** Start of Provided passage **

CMOs are collateralized mortgage obligations, which are collateralized by mortgage pass-through
securities. Cash flows from the mortgage pass-through securities are allocated to various tranches
(a tranche is essentially a separate security) in a predetermined, specified order. Each tranche
has a stated maturity the latest date by which the tranche can be completely repaid, assuming no
prepayments and has an average life the average of the time to receipt of a principal payment
weighted by the size of the principal payment. The average life is typically used as a proxy for
maturity because the debt is amortized (repaid a portion at a time), rather than being paid off
entirely at maturity, as would be the case in a straight debt instrument.
Although some of the mortgages underlying CMOs may be supported by various types of insurance, and
some CMOs may be backed by GNMA certificates or other mortgage pass-throughs issued or guaranteed
by U.S. government agencies or instrumentalities, the CMOs themselves are not generally guaranteed.
REMICs are private entities formed for the purpose of holding a fixed pool of mortgages secured by
an interest in real property. REMICs are similar to CMOs in that they issue multiple classes of
securities and are rated in one of the two highest categories by S&P or Moodys.
Investors may purchase beneficial interests in REMICs, which are known as regular interests, or
residual interests. Guaranteed REMIC pass-through certificates (REMIC Certificates) issued by
Fannie Mae or FHLMC represent beneficial ownership interests in a REMIC trust consisting
principally of mortgage loans or Fannie Mae, FHLMC or GNMA-guaranteed mortgage pass-through
certificates.
For FHLMC REMIC Certificates, FHLMC guarantees the timely payment of interest. GNMA REMIC
Certificates are backed by the full faith and credit of the U.S. Government.

** End of Provided passage **
** Start of Data **

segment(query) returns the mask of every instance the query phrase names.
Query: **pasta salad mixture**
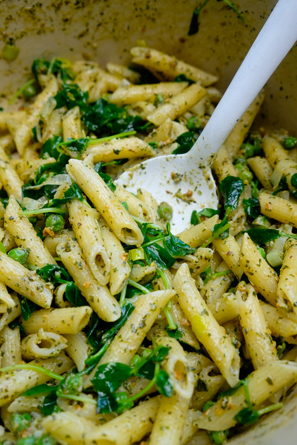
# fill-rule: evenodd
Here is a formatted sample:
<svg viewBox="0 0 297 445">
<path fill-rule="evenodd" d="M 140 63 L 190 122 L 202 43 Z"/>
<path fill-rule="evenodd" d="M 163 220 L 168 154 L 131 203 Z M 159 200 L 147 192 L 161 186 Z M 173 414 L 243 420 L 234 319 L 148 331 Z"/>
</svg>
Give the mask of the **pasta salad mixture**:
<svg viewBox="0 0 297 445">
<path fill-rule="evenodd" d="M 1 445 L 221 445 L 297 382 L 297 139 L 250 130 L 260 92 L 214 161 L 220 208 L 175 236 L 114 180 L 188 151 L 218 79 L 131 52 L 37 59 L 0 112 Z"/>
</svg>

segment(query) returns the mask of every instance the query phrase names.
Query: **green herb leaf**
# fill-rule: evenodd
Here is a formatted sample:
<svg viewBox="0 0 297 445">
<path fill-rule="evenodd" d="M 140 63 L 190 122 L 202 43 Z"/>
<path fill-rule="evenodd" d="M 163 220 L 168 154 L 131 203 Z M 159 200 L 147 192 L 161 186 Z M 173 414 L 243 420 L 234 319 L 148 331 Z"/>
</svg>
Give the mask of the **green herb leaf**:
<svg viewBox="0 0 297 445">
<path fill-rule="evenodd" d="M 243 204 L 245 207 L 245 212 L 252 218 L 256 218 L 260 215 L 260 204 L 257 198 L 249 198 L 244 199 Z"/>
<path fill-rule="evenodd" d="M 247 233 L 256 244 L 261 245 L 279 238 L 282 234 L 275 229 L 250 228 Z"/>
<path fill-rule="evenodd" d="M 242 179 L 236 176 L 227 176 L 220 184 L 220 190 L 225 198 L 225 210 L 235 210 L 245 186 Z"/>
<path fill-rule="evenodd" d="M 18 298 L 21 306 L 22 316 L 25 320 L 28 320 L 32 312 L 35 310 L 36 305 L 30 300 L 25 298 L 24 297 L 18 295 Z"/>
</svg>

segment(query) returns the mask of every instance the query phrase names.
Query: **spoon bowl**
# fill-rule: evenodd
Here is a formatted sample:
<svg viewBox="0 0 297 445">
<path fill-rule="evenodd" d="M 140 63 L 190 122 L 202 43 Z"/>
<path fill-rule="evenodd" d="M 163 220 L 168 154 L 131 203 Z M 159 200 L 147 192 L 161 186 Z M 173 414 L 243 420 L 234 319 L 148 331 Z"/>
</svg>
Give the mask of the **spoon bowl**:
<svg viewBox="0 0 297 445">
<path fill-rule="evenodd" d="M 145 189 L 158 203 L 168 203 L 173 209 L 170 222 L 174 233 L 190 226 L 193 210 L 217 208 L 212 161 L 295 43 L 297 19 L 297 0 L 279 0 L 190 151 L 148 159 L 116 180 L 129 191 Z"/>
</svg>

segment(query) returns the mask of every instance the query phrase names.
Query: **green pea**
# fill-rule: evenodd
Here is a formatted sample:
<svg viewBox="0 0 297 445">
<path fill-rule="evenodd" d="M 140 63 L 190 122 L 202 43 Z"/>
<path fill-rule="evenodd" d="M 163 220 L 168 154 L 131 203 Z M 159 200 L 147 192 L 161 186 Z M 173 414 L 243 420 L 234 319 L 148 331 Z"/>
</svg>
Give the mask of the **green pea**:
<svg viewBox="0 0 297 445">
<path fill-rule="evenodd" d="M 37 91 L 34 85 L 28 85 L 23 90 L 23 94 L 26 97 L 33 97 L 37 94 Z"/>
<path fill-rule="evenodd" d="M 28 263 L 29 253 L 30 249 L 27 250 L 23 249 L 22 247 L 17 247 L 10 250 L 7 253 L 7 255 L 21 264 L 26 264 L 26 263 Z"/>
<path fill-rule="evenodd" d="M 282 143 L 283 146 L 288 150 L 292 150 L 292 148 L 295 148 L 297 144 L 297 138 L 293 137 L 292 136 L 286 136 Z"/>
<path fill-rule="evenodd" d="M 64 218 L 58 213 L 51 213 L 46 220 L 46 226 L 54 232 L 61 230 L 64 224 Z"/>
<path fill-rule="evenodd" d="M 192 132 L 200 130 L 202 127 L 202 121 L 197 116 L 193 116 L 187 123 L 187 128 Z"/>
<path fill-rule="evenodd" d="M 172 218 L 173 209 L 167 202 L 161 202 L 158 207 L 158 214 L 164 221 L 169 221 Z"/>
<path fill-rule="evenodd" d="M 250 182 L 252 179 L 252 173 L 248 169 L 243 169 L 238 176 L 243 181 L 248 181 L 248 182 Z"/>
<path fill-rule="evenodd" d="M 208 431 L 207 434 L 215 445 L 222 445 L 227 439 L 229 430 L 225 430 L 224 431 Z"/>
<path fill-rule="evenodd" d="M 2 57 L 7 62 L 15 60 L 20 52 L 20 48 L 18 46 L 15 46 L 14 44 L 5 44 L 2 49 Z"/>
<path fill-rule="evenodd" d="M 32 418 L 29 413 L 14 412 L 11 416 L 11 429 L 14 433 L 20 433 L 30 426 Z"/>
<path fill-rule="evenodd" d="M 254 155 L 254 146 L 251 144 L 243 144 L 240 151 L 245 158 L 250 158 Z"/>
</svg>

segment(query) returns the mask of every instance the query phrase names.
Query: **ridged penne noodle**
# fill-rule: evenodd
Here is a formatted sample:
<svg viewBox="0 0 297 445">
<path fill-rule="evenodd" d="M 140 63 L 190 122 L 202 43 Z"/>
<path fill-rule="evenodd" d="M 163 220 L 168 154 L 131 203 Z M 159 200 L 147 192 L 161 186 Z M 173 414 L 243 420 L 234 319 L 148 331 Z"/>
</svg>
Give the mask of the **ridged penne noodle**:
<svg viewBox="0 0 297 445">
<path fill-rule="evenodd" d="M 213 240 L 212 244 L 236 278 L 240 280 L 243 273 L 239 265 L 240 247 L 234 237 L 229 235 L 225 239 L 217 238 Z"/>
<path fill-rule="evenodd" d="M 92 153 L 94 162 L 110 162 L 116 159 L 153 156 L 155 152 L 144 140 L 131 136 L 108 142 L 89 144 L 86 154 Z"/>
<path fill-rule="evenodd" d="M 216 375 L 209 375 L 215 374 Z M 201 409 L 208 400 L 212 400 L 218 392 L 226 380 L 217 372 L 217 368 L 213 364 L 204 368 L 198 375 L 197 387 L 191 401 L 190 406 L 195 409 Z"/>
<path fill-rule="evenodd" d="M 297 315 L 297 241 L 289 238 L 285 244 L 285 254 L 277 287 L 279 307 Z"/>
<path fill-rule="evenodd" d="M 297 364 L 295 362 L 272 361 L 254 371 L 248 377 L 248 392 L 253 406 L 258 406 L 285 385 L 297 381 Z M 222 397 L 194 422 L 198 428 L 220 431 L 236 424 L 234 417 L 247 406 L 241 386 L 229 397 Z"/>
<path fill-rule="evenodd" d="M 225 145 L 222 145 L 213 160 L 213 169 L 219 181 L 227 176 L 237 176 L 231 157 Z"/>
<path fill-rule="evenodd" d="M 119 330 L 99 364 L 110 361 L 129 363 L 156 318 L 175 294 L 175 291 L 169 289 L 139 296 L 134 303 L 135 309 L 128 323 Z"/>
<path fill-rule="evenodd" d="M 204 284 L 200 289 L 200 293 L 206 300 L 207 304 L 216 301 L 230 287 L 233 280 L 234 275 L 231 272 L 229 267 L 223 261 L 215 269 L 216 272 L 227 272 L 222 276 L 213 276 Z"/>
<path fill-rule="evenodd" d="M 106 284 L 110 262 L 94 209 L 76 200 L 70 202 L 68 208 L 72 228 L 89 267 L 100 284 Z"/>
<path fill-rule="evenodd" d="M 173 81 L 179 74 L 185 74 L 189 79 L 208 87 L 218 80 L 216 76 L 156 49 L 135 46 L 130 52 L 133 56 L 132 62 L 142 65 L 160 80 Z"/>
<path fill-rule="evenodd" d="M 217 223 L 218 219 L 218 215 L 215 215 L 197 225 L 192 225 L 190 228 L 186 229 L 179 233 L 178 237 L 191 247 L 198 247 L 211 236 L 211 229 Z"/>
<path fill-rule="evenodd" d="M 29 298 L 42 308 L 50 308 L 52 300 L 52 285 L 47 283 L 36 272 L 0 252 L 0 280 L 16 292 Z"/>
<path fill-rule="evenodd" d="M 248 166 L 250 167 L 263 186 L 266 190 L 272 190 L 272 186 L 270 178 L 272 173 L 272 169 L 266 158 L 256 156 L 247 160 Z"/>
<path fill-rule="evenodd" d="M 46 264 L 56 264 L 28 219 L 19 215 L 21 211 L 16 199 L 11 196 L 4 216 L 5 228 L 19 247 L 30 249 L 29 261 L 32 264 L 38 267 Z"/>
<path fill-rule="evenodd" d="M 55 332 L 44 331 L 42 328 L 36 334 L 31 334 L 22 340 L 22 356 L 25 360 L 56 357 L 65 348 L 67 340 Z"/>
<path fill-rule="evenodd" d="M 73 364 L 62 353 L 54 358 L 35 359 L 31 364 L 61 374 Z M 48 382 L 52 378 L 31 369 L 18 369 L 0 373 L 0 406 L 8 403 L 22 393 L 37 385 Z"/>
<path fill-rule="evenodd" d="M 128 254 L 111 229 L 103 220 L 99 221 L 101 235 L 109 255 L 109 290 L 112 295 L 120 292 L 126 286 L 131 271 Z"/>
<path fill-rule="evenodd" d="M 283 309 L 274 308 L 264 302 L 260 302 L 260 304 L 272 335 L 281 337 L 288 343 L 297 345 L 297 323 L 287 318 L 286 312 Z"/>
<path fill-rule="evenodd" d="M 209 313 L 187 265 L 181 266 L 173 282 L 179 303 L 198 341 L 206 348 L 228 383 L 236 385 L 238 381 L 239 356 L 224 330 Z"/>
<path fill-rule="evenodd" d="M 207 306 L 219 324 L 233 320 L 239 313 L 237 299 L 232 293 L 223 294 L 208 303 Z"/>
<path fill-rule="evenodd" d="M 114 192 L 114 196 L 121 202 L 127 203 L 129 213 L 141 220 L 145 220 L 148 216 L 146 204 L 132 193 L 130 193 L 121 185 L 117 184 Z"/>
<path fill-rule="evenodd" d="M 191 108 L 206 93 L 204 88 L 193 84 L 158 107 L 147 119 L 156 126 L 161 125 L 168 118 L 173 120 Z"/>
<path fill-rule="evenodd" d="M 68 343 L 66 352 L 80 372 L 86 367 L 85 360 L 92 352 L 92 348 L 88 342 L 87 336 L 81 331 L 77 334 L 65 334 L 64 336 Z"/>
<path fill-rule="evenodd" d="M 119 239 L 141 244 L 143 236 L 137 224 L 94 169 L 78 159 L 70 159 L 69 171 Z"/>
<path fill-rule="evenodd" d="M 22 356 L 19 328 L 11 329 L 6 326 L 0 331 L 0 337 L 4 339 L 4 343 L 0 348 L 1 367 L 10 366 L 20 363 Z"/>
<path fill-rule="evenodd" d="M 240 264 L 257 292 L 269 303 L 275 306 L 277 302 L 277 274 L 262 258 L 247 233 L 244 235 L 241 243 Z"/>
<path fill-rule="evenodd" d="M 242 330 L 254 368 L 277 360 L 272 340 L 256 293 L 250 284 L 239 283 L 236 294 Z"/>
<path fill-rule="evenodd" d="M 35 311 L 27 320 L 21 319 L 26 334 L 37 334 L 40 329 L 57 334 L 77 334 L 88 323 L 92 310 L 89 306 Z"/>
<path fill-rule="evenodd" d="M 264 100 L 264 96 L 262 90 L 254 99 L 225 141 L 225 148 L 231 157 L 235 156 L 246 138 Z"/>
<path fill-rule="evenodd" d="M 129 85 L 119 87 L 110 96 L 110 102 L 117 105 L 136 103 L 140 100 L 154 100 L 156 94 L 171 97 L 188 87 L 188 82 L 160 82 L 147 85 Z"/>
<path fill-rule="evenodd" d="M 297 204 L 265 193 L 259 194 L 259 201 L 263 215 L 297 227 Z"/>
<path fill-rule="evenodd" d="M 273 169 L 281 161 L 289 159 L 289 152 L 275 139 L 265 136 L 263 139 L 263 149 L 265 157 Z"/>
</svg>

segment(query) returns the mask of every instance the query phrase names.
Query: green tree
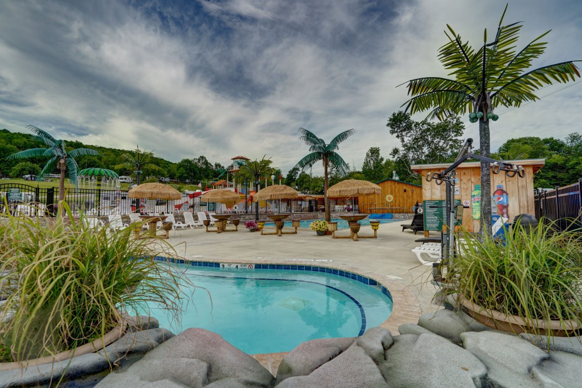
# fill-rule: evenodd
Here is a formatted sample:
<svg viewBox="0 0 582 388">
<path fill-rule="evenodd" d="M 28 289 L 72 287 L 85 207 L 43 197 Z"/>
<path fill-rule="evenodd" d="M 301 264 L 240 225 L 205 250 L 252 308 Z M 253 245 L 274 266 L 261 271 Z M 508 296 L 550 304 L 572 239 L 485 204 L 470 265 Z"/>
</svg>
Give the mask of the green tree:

** End of Data **

Exercise description: In the passage on CMOs and REMICs above, reproduce the section between "REMICs are private" and "the U.S. Government.", inclusive, swapping "FHLMC" for "Freddie Mac".

Result of the task:
REMICs are private entities formed for the purpose of holding a fixed pool of mortgages secured by
an interest in real property. REMICs are similar to CMOs in that they issue multiple classes of
securities and are rated in one of the two highest categories by S&P or Moodys.
Investors may purchase beneficial interests in REMICs, which are known as regular interests, or
residual interests. Guaranteed REMIC pass-through certificates (REMIC Certificates) issued by
Fannie Mae or Freddie Mac represent beneficial ownership interests in a REMIC trust consisting
principally of mortgage loans or Fannie Mae, Freddie Mac or GNMA-guaranteed mortgage pass-through
certificates.
For Freddie Mac REMIC Certificates, Freddie Mac guarantees the timely payment of interest. GNMA REMIC
Certificates are backed by the full faith and credit of the U.S. Government.